COMPLETE THE FOLLOWING
- 1) Answer these questions from the article about the Canby Farmers Market's July Fourth event:
(a) About how many people did Alexis Purcell estimate attended Sunday's market?
(b) Which group organized the car show?
(c) Who provided the live music?
- 2) Resume the article about the Canby Farmers Market's July Fourth event, continuing after its final paragraph.

DOCUMENT EXTRACT
Canby Farmers Market organizer Alexis Purcell knew that Sunday’s super-sized July Fourth-themed market would be big. But maybe not “three-times-our-previous-attendance-record” big.
“It was amazing,” she said with a laugh Monday. “What a day! A lot of people. We’re thinking 3,000-plus. Our previous record was probably around a thousand.”
The event added half of North 3rd Avenue between Grant and Holly to its usual footprint. The remainder of 3rd, along with two blocks of North Grant, was dedicated to a car show organized by the Canby Area Chamber of Commerce, The Book Nook’s sidewalk sale and Ebner’s Custom Meat’s barbecue pit, forming an “H.”
The result was a lively, bustling community event centered on Wait Park — the likes of which Canby had not seen the Light Up the Night Celebration in December 2019 — three months before the start of the coronavirus pandemic.
“Canby is back,” The Canby Current declared in its coverage of the event Sunday — and most seemed to agree.
“So thankful for today,” said Hannah Elise. “It’s the happiest I have felt in so long.”
Canby native Cathy Burdett concurred.
“So wonderful to be out and about, seeing faces and smiles,” she said. “I loved the farmers market, loved the car show, loved the live music. I got teary-eyed walking about town on this beautiful day.”
That live music came courtesy Brian Haines and his team at Canby Music, who donated their time, talent and equipment in providing four hours of patriotic stand-bys, classic rock, country hits, feel-good summer tunes and Haines’ trademark “Star-Spangled Banner” on the electric guitar.

Dataset records:
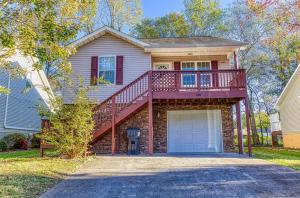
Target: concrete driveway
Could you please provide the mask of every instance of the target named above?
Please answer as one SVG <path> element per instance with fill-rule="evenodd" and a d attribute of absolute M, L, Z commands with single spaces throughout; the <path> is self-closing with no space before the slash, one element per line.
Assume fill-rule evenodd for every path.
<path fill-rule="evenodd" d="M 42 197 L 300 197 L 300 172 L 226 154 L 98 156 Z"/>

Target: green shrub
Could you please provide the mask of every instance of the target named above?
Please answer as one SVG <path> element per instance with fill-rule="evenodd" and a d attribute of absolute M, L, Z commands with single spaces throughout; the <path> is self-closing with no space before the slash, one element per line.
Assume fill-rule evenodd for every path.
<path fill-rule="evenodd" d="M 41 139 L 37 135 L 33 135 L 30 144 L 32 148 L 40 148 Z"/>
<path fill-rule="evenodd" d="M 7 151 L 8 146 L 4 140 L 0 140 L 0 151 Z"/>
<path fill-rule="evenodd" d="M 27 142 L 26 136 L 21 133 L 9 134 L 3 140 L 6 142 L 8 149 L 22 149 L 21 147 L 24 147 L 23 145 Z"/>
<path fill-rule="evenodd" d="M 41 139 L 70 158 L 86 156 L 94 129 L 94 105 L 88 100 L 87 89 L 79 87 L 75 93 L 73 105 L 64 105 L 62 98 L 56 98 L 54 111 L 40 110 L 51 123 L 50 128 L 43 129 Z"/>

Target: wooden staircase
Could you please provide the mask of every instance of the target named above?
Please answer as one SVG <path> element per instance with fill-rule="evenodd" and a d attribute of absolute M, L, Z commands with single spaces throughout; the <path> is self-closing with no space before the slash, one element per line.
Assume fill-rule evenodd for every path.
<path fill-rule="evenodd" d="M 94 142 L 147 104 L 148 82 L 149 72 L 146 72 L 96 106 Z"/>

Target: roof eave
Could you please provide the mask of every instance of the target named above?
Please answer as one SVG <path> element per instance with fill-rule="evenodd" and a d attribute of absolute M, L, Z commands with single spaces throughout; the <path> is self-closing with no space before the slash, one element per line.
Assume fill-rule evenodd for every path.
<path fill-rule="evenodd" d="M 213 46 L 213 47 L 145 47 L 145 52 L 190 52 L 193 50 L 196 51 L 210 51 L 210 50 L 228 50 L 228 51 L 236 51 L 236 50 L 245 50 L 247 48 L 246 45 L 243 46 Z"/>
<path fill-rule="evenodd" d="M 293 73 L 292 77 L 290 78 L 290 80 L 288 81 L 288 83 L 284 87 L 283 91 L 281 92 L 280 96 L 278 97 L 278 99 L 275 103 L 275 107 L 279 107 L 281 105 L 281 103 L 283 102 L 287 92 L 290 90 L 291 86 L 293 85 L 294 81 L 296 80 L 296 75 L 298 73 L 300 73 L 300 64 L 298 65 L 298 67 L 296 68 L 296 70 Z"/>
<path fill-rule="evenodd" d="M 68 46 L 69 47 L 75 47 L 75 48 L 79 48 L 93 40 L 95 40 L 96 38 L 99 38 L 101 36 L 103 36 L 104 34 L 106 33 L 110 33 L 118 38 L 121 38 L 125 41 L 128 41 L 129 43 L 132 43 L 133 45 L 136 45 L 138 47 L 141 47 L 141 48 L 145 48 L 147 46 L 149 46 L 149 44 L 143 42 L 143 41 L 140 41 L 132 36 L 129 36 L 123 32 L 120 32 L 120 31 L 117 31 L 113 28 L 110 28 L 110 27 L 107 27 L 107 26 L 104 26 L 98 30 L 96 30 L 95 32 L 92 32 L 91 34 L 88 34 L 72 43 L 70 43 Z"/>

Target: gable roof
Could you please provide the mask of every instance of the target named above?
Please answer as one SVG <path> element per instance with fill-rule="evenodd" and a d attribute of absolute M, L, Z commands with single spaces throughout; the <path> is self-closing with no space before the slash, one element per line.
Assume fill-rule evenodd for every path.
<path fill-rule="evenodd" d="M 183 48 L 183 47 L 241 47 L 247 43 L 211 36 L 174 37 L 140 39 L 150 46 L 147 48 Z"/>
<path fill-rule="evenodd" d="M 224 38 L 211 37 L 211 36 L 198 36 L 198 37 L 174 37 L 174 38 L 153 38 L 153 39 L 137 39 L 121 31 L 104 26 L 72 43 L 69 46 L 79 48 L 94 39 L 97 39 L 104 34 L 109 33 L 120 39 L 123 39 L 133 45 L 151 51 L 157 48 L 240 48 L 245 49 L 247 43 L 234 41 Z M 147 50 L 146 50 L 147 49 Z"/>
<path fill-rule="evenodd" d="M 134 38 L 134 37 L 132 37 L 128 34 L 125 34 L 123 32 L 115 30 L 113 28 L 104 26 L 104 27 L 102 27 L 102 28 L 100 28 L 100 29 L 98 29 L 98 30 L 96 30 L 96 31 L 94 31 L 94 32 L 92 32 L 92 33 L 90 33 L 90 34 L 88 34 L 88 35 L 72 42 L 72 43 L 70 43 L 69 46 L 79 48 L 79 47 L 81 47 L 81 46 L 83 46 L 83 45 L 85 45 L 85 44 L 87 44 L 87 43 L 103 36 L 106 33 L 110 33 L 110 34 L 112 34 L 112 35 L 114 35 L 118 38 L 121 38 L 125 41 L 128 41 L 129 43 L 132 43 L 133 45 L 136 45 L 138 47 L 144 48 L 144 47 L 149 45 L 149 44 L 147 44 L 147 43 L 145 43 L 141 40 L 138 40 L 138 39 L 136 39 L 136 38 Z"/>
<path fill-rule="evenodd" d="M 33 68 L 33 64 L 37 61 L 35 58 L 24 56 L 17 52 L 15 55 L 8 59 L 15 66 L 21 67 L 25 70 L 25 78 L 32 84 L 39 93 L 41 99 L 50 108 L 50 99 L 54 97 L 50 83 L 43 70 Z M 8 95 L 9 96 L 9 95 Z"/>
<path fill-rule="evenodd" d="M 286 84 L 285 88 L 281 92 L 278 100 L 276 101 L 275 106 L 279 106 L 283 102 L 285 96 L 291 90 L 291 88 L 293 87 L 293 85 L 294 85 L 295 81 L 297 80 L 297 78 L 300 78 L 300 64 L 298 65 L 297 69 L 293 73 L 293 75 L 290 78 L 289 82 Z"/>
...
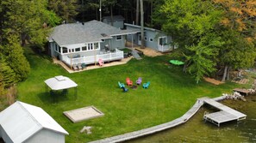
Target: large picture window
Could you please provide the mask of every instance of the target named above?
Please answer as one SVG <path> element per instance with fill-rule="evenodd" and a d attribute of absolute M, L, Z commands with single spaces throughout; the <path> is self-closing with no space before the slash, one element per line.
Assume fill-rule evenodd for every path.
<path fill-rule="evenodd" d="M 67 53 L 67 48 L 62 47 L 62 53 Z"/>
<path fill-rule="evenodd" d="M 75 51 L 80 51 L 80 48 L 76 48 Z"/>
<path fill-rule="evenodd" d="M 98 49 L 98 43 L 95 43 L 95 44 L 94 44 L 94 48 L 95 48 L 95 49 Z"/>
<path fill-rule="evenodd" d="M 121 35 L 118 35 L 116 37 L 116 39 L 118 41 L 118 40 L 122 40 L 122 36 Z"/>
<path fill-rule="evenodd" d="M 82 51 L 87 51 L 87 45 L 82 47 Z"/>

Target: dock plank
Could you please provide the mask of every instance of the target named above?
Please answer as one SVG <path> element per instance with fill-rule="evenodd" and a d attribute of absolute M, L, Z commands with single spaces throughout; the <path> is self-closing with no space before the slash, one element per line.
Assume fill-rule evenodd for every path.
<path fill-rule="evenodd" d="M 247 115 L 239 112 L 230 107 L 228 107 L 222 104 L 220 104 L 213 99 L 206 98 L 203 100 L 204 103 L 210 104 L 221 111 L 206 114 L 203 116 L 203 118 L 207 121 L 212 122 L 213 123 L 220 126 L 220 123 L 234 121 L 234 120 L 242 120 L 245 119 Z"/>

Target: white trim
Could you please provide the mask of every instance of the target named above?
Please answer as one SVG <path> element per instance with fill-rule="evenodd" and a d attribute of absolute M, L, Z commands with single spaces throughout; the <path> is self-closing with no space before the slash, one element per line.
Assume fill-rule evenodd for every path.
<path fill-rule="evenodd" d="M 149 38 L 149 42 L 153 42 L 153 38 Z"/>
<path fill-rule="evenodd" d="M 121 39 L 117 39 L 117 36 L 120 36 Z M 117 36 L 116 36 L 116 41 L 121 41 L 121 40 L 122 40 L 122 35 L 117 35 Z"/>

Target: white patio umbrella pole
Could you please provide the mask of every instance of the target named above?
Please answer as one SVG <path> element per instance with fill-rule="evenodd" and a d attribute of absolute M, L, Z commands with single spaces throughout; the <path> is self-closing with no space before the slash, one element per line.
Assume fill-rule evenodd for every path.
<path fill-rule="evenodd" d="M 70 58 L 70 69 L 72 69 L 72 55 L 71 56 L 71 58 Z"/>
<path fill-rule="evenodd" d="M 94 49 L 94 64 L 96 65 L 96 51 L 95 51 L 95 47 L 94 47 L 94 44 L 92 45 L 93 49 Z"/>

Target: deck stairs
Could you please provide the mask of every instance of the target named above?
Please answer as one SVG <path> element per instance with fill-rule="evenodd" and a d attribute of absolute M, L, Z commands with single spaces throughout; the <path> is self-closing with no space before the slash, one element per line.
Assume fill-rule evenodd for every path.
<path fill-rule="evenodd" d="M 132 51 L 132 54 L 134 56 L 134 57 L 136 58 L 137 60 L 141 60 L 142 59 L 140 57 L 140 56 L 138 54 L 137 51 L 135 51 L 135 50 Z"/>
* * *
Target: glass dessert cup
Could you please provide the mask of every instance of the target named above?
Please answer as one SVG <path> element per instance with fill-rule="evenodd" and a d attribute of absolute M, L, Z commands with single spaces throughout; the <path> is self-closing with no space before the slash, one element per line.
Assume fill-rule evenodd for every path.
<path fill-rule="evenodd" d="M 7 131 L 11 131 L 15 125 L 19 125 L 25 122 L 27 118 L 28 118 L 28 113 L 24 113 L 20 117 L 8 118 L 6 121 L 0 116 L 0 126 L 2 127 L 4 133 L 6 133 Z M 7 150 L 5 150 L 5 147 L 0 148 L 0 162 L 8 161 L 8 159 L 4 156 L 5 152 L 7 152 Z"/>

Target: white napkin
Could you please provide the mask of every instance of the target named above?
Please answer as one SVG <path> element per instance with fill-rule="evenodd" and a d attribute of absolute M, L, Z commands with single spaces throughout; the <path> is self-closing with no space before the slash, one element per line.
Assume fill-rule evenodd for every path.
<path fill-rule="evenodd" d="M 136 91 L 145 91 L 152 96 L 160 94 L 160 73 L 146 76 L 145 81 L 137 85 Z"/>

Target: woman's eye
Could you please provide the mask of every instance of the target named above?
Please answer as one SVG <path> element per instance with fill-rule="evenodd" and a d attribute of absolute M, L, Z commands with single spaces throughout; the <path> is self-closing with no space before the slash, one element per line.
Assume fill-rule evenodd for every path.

YOUR RESPONSES
- 1)
(a) 3,000-plus
(b) The Canby Area Chamber of Commerce
(c) Brian Haines and his team at Canby Music

- 2)
“The Fourth was a great day,” Haines said afterward. “We were glad to be part of it.”
In contrast to the positivity of the Independence Day celebration in downtown Canby, Sunday night was a period many area emergency officials had been dreading — after spending much of the previous week urging citizens to forego fireworks due to record-breaking temperatures and other extreme conditions that had transformed the region into a tinderbox.
A patchwork ban on fireworks — even those normally legal in Oregon — had been enacted in parts of the state over the course of the week. They were prohibited in unincorporated Clackamas County on Thursday, but still allowed — though strongly discouraged — in many cities within city limits.
Canby, like most cities in Clackamas County, did not enact a ban but officials urged “extreme caution,” and Mayor Brian Hodson on Sunday morning asked citizens to refrain from fireworks.
“Please follow the warnings,” he wrote on Twitter. “I’m asking you to refrain from fireworks this year. If you choose to, use the legal ones, have water at the ready, do them on your driveway or in the street, and ENSURE YOU ARE NOT NEAR DRY BRUSH!”
Despite the well-earned anxiety felt by fire safety officials, the fears in many places appeared to have been mercifully overblown. In much of the unincorporated areas surrounding Canby, the Fourth of July was the quietest in years.
And while a number of residents offered anecdotal reports of both legal and illegal pyrotechnics being used in neighborhoods throughout Canby, Fire Chief Jim Davis confirmed Monday morning that there had been no fires or other firework-related issues in their jurisdiction.
“Thanks to all the people of Canby for being safe,” Davis said.
Other areas were not so lucky. Clackamas Fire responded to a small brush fire just before midnight and a large commercial fire early Monday morning on Southeast Fuller Road in Milwaukie — though it was not immediately clear if either blaze had been sparked by fireworks.
But at least one fire that was reported in Hubbard in Marion County was caused by fireworks, according to one resident’s account. Kennya Rayleen said an errant firework set a tree ablaze in her neighborhood on Dorsey Drive and Fifth Street.
“Unfortunately, my kids saw it first,” she told the Current. “They were scared. The whole neighborhood was on the streets. A lot of commotion.”